SOURCE TEXT:
This NBA season has been an NBA season like we’ve never seen before. The games were halted back in March as Rudy Gobert tested positive for the coronavirus, and it would be months before the players would take the floor again — and doing so in a bubble environment with no fans or travel.
For the most part, the NBA’s bubble setup at the Walt Disney World complex in Orlando has been a success. There hasn’t been a positive test within the bubble, and the quality of basketball has been great.
But NBA Hall of Famer Scottie Pippen still wouldn’t call the bubble true NBA basketball.
In an interview with Business Insider, Pippen said that he’s viewed these bubble games more in line with pickup basketball:
Well, I’m going to be honest. It’s not NBA basketball. It’s not the hard grind. It’s not the travel. It’s not the fans. It’s not the distractions. Really, to me, it’s pickup basketball. It’s going to the gym. Yeah, you already got your team. Y’all practicing together. But it’s a more of a pickup type of basketball game, because there’s no fans in the stands. So there is no distraction. There’s no real noise. There’s no pressure on the players, you know. Prime example: I looked at Rondo. Rondo ain’t made three pointers in his whole NBA career. Now, all of a sudden, he’s in a bubble, he’s probably a 50% three point shooter. I haven’t even checked the stats.
But that’s just something that I consider making the game so easy, because Rondo can’t score inside of an arena, when you got depth perception. Like, there’s a whole lot of things that make the NBA hard. The bubble makes the NBA easy to me. There’s no travel. That’s the killer itself. So you’re sleeping in the same bed every night. You’re walking to the gym. You’re not having to go with a 25 to 50 minute bus ride to an arena. You’re not having to probably even sit in the arena for two hours before the game, talk to the media, deal with all the outside stuff that they’re trying to pull you in to make some distraction and, you know, throw the team in a loop. So it’s a different game, but it’s very entertaining.
While it’s true that travel, fans and external factors do take a toll on players, that doesn’t necessarily make the bubble games less significant or easier. Every player is playing in the same environment, so the factors that aid Rajon Rondo — in his example — would also aid his competition.
It’s still NBA basketball at its truest form, and that counts for something.

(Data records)
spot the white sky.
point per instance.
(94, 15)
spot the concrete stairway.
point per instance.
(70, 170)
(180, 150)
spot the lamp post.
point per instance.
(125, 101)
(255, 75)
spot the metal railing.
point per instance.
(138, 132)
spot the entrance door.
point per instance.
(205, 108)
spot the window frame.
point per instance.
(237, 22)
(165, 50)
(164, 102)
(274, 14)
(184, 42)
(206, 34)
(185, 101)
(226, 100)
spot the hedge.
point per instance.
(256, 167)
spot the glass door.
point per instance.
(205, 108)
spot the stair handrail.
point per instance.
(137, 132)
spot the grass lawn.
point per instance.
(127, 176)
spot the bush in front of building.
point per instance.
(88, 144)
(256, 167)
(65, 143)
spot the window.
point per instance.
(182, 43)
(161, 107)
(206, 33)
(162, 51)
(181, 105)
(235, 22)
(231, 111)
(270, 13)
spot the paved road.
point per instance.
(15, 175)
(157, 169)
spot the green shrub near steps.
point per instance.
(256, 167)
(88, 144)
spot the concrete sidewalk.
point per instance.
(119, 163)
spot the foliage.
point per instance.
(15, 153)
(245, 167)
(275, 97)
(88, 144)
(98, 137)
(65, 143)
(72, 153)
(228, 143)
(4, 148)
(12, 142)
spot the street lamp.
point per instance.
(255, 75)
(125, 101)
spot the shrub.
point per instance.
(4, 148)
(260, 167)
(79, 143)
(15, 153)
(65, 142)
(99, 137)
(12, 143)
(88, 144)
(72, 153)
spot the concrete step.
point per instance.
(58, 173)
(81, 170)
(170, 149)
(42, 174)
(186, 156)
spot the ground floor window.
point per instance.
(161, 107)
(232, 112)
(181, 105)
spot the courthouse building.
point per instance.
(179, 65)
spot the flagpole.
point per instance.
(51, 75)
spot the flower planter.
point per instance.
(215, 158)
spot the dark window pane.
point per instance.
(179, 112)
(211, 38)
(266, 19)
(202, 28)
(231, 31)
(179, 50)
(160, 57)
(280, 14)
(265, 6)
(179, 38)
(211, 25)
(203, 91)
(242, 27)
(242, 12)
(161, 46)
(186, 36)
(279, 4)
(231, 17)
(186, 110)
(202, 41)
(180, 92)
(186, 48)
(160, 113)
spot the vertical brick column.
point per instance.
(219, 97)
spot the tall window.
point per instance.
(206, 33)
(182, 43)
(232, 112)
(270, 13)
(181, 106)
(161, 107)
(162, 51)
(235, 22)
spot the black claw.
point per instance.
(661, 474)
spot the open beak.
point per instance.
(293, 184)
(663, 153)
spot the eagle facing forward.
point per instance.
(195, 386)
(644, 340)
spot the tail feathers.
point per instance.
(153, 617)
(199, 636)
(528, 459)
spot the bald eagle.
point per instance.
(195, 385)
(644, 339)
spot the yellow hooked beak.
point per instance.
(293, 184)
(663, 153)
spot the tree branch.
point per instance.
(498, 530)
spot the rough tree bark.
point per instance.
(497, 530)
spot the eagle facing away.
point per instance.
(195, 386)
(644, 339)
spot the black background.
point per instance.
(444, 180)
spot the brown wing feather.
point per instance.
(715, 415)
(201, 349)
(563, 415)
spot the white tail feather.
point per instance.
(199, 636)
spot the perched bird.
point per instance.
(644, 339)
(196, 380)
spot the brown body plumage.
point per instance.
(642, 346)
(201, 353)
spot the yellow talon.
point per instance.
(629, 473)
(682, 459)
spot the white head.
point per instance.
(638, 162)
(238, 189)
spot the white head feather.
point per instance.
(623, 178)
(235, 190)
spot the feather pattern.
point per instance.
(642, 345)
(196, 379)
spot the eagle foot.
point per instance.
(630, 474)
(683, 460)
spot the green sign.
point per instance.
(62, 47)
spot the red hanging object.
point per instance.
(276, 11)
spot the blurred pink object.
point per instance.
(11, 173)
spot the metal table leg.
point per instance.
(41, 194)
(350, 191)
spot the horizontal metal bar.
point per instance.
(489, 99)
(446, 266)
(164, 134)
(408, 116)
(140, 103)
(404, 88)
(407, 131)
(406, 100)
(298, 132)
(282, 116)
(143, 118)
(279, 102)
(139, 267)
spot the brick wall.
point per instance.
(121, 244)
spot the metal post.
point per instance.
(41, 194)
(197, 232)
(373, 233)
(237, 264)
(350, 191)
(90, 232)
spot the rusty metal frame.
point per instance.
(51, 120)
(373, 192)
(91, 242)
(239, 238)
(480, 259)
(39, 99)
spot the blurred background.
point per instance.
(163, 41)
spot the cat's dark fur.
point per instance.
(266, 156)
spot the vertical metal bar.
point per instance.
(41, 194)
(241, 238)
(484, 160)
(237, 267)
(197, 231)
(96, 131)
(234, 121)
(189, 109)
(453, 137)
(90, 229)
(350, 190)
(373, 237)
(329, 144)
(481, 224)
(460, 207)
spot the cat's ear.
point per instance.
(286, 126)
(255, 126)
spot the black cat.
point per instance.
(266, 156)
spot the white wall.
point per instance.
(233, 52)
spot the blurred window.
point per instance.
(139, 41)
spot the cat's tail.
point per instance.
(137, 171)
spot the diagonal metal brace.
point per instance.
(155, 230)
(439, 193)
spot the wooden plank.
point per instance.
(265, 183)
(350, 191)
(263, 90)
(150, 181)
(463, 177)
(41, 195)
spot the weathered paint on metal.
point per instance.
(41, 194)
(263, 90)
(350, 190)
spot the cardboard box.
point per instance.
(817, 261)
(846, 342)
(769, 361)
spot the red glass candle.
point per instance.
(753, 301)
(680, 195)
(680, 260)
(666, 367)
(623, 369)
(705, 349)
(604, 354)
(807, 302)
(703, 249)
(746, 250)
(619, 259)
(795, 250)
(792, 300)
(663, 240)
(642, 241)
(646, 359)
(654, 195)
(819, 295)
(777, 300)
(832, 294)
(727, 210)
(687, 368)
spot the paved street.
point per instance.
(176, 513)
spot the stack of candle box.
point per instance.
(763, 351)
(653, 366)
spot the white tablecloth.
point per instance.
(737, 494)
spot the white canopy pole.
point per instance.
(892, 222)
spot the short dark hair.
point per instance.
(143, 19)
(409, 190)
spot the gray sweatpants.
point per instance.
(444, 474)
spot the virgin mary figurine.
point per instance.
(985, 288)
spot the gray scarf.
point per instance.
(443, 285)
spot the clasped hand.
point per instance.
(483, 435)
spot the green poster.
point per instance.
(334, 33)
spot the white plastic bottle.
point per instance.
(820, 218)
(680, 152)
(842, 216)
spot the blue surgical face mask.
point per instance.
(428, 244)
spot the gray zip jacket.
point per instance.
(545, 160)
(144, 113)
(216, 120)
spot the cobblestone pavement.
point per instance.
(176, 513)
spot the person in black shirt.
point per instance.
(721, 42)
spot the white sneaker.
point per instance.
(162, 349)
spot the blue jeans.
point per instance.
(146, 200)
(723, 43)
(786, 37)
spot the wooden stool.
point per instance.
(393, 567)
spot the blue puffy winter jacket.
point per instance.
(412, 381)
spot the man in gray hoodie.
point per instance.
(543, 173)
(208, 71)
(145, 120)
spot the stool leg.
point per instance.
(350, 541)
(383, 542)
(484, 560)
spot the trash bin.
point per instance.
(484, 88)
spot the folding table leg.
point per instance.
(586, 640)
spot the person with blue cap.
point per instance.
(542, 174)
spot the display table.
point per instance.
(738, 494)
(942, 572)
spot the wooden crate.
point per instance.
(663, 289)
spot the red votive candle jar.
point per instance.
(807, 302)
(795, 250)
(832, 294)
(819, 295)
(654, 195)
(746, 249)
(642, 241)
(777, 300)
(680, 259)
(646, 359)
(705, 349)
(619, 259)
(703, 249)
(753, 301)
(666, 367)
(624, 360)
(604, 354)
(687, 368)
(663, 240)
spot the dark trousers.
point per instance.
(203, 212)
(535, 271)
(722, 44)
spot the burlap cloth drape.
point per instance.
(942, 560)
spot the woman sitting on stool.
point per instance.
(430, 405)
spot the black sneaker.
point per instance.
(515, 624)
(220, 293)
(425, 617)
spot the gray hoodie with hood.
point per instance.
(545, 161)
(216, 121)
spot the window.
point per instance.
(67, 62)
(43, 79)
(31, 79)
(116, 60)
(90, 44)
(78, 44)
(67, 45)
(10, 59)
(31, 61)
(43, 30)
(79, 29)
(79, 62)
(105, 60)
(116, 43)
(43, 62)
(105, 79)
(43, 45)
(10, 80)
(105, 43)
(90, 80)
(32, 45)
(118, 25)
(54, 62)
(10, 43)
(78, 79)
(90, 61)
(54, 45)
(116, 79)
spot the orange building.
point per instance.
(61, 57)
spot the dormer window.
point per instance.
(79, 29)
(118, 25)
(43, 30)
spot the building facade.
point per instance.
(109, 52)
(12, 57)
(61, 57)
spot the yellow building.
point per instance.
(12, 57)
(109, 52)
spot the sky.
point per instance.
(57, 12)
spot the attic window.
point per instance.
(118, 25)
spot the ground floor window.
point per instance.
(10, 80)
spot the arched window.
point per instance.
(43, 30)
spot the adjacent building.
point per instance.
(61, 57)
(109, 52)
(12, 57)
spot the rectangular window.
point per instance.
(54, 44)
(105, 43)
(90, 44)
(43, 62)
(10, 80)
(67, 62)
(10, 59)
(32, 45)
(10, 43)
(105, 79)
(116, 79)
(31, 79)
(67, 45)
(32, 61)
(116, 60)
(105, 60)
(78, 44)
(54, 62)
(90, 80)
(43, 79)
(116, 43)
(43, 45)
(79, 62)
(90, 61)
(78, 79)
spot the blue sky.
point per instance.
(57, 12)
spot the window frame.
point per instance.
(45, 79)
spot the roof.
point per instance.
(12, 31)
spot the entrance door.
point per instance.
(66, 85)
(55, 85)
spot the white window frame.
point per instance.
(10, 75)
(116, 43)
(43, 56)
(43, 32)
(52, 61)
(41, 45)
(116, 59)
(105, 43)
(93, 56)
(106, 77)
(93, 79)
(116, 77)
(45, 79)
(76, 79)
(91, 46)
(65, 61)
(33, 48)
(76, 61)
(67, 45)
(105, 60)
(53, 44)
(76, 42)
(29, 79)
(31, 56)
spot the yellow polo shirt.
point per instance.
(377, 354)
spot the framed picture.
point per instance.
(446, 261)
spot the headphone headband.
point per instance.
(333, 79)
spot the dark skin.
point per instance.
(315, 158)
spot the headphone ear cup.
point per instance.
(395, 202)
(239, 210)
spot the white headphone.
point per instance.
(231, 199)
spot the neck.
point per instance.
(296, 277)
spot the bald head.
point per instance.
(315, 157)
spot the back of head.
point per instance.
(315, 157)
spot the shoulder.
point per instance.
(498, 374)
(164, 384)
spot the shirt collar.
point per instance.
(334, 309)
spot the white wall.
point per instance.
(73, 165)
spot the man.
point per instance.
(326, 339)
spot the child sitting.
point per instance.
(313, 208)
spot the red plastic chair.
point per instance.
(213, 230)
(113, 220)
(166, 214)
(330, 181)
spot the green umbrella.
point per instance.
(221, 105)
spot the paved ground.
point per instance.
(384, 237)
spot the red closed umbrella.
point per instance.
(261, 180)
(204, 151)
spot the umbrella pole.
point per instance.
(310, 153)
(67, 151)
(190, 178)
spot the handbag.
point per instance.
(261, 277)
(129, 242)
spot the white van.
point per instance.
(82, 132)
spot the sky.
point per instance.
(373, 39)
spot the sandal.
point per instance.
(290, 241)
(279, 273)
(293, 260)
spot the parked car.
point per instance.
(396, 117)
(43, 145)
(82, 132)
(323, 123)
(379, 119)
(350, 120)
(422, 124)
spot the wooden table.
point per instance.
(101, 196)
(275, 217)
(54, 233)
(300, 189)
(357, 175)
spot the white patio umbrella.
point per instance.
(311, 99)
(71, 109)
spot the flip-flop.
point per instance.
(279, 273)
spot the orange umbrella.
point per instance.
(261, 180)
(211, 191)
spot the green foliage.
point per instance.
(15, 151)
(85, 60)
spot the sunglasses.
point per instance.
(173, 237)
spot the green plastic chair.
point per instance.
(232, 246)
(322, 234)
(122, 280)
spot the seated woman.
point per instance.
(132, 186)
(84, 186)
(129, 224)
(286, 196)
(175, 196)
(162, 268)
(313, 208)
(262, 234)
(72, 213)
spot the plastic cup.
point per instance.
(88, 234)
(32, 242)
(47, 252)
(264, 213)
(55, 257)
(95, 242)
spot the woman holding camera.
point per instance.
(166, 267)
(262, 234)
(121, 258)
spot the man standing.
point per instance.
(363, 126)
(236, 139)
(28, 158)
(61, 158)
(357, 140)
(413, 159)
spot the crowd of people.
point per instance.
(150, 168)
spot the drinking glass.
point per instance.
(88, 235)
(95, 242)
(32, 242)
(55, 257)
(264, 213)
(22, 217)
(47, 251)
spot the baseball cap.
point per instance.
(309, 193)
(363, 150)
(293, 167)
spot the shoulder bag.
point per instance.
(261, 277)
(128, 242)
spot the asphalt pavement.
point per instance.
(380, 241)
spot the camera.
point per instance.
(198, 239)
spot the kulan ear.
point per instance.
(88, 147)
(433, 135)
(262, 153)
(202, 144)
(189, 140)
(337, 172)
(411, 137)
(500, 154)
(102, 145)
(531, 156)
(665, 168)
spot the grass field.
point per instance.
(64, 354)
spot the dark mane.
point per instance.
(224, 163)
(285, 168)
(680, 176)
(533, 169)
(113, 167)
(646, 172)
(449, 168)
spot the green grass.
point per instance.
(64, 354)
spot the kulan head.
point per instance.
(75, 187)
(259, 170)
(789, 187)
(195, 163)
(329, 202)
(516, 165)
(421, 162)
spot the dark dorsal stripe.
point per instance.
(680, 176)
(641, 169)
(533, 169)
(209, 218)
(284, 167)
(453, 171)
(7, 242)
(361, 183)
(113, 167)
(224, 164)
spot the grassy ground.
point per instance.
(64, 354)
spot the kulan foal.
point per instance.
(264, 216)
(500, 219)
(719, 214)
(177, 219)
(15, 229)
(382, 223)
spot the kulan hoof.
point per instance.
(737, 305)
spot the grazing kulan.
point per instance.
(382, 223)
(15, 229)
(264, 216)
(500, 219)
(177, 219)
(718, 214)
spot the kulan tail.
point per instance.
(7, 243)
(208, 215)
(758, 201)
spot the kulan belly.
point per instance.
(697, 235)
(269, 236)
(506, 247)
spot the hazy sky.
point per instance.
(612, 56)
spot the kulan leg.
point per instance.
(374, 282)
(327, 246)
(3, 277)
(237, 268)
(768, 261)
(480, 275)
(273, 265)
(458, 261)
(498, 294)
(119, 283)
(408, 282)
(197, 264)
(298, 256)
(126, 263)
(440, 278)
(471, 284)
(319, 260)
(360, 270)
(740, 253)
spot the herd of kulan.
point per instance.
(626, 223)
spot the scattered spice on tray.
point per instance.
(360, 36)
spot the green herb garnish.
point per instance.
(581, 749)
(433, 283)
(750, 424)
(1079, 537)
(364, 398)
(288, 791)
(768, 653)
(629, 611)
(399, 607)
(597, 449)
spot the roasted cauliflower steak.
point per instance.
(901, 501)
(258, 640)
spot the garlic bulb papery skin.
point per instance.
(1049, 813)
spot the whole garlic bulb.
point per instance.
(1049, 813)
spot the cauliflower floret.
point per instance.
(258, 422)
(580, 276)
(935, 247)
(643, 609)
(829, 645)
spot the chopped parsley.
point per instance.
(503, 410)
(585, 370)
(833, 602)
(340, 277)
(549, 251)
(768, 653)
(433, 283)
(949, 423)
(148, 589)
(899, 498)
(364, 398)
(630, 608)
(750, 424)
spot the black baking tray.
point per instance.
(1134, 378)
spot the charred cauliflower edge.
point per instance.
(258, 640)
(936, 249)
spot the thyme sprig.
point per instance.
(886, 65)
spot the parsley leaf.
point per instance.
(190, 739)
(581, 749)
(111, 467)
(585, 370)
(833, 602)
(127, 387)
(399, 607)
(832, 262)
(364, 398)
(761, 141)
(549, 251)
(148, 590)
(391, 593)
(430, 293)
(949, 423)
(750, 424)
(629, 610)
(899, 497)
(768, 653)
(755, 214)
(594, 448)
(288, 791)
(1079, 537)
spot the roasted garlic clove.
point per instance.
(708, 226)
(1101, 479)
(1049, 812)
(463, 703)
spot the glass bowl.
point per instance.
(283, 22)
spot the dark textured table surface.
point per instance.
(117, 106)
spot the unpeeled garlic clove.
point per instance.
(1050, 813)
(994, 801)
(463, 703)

ASSIGNMENT:
Answer these questions using the article on Scottie Pippen and the NBA bubble:
1. Whose positive coronavirus test led to the games being halted in March?
2. At what complex is the NBA's bubble set up?
3. What kind of basketball does Pippen say the bubble games resemble?

THE COMPLETED TASK:
1. Rudy Gobert
2. The Walt Disney World complex in Orlando
3. Pickup basketball